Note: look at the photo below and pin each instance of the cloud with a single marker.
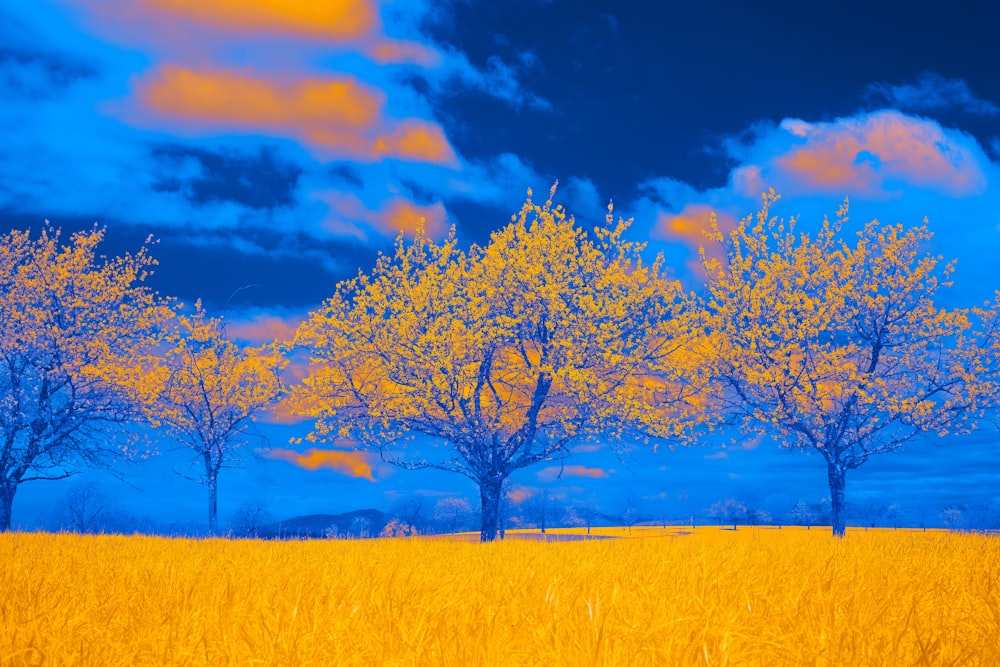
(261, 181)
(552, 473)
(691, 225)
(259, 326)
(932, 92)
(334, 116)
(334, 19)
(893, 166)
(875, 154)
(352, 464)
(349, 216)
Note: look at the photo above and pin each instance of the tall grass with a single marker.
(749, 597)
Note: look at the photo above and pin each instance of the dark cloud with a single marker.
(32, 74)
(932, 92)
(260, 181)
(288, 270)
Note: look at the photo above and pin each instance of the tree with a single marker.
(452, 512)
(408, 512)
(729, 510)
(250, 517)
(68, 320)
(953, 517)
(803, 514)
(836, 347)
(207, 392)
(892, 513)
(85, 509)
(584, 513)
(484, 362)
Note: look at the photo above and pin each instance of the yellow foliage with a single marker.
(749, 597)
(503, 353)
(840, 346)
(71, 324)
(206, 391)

----------

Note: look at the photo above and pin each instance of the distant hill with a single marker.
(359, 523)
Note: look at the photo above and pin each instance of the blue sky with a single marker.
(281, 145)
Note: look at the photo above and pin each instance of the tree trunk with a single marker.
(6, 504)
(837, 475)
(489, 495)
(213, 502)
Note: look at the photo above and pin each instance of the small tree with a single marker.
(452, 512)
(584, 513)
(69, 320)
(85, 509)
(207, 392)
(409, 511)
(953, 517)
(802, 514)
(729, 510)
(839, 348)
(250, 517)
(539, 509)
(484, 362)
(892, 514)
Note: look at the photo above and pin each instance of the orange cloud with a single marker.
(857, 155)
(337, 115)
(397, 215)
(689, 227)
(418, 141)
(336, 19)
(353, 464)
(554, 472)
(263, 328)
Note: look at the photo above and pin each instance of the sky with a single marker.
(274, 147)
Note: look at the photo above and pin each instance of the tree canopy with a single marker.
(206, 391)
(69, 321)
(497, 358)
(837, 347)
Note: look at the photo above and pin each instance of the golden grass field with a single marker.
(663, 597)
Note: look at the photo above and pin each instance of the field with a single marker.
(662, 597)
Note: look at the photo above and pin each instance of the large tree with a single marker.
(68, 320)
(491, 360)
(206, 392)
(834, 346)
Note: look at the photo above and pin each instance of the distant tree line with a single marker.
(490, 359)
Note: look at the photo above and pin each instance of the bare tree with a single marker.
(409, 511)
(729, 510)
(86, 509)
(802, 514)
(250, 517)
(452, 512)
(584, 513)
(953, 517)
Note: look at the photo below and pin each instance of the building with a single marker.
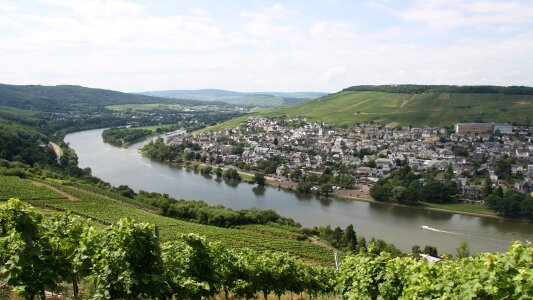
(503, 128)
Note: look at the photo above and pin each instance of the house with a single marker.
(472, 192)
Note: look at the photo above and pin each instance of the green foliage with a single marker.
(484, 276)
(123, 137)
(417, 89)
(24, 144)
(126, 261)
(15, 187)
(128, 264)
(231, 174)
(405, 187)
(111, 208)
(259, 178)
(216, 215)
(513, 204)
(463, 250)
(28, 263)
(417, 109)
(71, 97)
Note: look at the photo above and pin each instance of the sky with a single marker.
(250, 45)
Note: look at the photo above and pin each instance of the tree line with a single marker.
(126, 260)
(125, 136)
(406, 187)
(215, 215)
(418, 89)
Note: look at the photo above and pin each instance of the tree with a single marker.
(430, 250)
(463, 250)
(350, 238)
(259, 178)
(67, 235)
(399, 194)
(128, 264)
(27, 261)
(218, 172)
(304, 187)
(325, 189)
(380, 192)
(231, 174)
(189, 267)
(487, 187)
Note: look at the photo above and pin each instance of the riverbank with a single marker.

----------

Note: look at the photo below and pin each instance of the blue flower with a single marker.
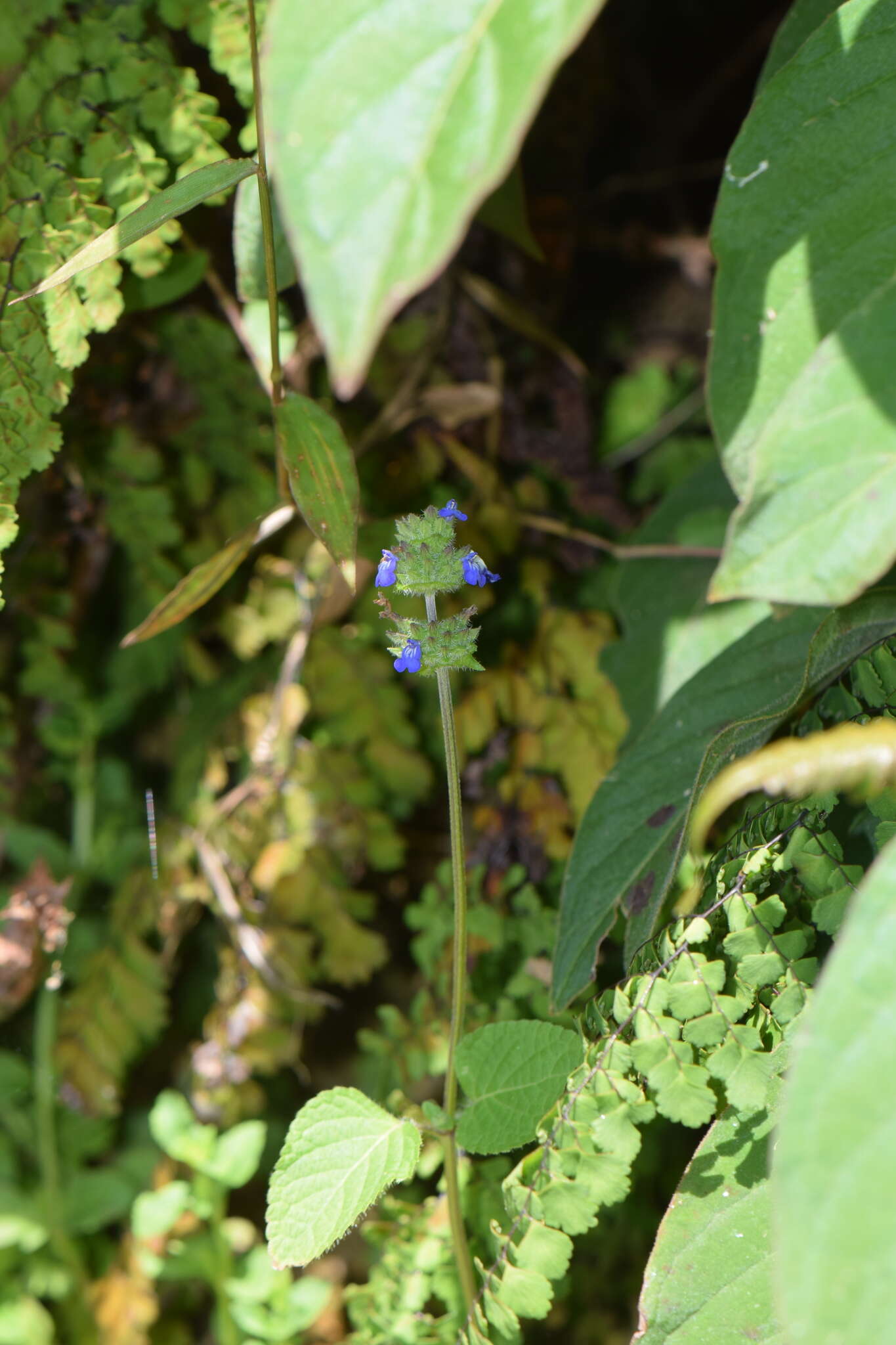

----------

■ **练习说明**: 请原样输出从含有“bare tree with a single marker.”的那一行起、到含有“riverbank with a single marker.”的那一行止的各行，首尾两行都算在内。答案中不要包含图片。

■ **书面答案**:
Note: look at the photo above and pin each instance of the bare tree with a single marker.
(409, 511)
(729, 510)
(86, 509)
(802, 514)
(250, 517)
(452, 512)
(584, 513)
(953, 517)
Note: look at the photo below and pin each instance of the building with a single marker.
(503, 128)
Note: look at the photo above and pin each instance of the house with a single marker.
(472, 192)
Note: look at the photo above and pin each instance of the green foliage with a single marker.
(484, 276)
(123, 137)
(417, 89)
(24, 144)
(126, 261)
(15, 187)
(128, 264)
(231, 174)
(405, 187)
(111, 208)
(259, 178)
(216, 215)
(513, 204)
(463, 250)
(28, 263)
(417, 109)
(71, 97)
Note: look at the photo above and pin each instance of the sky with a single marker.
(250, 45)
Note: look at the photo above and pin each instance of the tree line with a single marker.
(126, 260)
(125, 136)
(406, 187)
(215, 215)
(418, 89)
Note: look at the photo above and pin each instance of the tree with a single marker.
(430, 250)
(463, 250)
(350, 238)
(259, 178)
(67, 235)
(399, 194)
(128, 264)
(27, 261)
(218, 172)
(304, 187)
(325, 189)
(380, 192)
(231, 174)
(189, 267)
(487, 187)
Note: look at the photo above and pin each instance of the riverbank with a single marker.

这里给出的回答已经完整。